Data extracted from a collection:
------------------------------------------------

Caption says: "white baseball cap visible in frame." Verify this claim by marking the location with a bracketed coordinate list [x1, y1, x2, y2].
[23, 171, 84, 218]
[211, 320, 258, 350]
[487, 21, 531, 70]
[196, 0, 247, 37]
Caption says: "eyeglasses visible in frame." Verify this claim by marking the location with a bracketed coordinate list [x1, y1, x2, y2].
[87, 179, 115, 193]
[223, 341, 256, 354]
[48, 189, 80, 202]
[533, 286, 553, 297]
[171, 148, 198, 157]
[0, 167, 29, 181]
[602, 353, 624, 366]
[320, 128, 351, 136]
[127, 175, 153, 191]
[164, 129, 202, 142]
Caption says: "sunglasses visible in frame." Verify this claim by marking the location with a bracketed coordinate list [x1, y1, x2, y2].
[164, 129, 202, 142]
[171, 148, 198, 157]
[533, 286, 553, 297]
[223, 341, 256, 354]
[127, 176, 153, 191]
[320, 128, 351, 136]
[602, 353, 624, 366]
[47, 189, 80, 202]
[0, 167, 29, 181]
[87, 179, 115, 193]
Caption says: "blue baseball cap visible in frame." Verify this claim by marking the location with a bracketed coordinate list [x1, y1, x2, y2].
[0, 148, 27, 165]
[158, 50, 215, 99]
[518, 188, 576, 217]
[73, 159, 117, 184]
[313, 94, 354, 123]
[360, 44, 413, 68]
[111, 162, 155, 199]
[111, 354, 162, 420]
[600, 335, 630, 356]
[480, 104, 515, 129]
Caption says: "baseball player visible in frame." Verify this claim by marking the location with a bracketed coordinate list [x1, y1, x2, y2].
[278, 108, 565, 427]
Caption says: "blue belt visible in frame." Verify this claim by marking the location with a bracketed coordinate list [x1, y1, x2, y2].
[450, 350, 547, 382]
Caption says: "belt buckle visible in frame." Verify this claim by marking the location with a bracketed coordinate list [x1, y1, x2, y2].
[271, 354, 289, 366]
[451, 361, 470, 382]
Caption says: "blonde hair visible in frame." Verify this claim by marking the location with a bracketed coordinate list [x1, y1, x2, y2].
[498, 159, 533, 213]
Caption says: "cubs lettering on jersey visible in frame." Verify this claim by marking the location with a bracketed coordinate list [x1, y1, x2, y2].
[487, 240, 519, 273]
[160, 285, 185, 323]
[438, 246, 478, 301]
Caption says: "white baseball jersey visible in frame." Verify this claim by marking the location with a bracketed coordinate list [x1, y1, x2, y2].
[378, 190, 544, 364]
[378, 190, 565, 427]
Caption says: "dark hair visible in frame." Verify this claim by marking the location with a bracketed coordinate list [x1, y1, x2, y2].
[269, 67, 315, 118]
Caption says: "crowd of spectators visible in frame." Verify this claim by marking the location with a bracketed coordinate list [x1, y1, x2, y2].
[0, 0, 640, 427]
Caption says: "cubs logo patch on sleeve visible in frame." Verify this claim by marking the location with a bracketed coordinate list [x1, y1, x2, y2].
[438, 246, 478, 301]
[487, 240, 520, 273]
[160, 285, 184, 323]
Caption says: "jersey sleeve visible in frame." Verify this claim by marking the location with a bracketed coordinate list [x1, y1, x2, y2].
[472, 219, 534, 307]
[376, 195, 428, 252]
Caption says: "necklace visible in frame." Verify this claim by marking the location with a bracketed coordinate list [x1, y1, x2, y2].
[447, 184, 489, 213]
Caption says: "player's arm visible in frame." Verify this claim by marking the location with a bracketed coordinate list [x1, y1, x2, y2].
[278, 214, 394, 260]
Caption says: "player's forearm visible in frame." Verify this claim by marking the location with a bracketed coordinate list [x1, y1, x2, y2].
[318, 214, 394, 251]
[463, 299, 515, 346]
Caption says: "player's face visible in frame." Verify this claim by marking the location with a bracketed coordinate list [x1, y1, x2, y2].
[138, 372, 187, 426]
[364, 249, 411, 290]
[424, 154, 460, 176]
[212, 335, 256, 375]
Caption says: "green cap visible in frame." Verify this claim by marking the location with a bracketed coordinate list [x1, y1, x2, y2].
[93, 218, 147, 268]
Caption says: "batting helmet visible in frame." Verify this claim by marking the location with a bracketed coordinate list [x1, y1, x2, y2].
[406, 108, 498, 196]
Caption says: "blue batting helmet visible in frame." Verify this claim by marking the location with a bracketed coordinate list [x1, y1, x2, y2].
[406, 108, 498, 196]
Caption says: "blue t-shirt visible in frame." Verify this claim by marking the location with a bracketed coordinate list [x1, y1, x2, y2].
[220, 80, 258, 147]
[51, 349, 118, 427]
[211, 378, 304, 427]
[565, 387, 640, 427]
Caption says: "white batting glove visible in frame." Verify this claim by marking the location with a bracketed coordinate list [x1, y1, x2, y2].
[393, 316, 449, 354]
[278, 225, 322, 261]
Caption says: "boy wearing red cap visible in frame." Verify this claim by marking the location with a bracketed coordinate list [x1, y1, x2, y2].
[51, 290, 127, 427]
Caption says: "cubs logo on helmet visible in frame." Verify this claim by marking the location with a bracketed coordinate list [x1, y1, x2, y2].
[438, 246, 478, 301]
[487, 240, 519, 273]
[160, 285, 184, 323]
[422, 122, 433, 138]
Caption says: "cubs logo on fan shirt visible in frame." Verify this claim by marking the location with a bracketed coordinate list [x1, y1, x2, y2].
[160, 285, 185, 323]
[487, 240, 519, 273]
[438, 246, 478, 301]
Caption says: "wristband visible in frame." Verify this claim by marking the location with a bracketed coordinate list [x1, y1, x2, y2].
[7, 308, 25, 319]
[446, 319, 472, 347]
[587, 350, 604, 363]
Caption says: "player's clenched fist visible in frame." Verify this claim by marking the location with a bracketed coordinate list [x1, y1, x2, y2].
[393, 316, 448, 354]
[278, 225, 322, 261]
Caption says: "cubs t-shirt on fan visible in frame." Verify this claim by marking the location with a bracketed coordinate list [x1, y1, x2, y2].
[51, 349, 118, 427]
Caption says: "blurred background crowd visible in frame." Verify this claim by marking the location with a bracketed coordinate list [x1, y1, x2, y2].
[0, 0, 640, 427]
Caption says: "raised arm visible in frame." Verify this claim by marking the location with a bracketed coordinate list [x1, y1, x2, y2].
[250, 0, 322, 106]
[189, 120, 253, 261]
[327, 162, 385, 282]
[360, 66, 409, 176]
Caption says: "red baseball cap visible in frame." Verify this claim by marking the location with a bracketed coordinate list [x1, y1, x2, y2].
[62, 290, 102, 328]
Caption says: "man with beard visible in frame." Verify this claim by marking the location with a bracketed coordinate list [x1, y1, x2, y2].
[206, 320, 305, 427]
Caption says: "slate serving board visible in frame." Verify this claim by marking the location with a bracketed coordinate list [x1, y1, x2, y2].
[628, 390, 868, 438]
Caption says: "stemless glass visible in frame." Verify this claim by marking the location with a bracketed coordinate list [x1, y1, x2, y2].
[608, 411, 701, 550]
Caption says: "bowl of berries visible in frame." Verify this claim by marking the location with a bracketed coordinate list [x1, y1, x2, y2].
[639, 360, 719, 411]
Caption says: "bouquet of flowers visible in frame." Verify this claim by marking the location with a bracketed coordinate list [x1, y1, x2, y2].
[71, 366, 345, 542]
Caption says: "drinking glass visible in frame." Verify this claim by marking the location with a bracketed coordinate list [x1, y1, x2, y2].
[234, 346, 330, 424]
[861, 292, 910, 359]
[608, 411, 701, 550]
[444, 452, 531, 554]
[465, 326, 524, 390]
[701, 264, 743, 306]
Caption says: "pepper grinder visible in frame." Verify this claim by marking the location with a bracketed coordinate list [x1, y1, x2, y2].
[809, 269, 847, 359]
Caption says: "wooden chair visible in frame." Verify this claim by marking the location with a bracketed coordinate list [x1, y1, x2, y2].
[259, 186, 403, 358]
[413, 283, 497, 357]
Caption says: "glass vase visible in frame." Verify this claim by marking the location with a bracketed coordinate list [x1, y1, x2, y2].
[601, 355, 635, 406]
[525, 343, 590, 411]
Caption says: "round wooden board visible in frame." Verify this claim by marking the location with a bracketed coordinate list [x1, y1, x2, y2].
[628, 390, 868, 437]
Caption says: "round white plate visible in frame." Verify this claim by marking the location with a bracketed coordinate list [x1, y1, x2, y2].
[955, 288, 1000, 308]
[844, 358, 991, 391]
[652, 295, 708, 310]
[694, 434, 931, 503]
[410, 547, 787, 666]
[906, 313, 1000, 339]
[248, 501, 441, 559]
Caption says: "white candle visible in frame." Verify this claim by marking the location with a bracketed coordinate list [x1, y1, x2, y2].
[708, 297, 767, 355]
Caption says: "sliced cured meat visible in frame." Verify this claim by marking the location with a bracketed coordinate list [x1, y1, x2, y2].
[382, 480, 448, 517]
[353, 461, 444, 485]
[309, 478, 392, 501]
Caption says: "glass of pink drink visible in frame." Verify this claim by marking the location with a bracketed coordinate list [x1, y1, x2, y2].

------------------------------------------------

- **Problem statement**: Format the part of the records that opens with the line containing "of berries visible" and closes with the line containing "[71, 366, 345, 542]" as a two-column CSV with the headers text and answer. Give one row per record, put each value in its own quoted field, and replace any line breaks with spaces.

- **Answer to this task**:
text,answer
"Caption says: ""bowl of berries visible in frame."" Verify this claim by marking the location with a bracketed coordinate list [x1, y1, x2, y2].","[639, 360, 719, 411]"
"Caption says: ""bouquet of flowers visible in frame."" Verify this claim by marking the location with a bracketed coordinate list [x1, y1, x2, y2].","[71, 366, 345, 542]"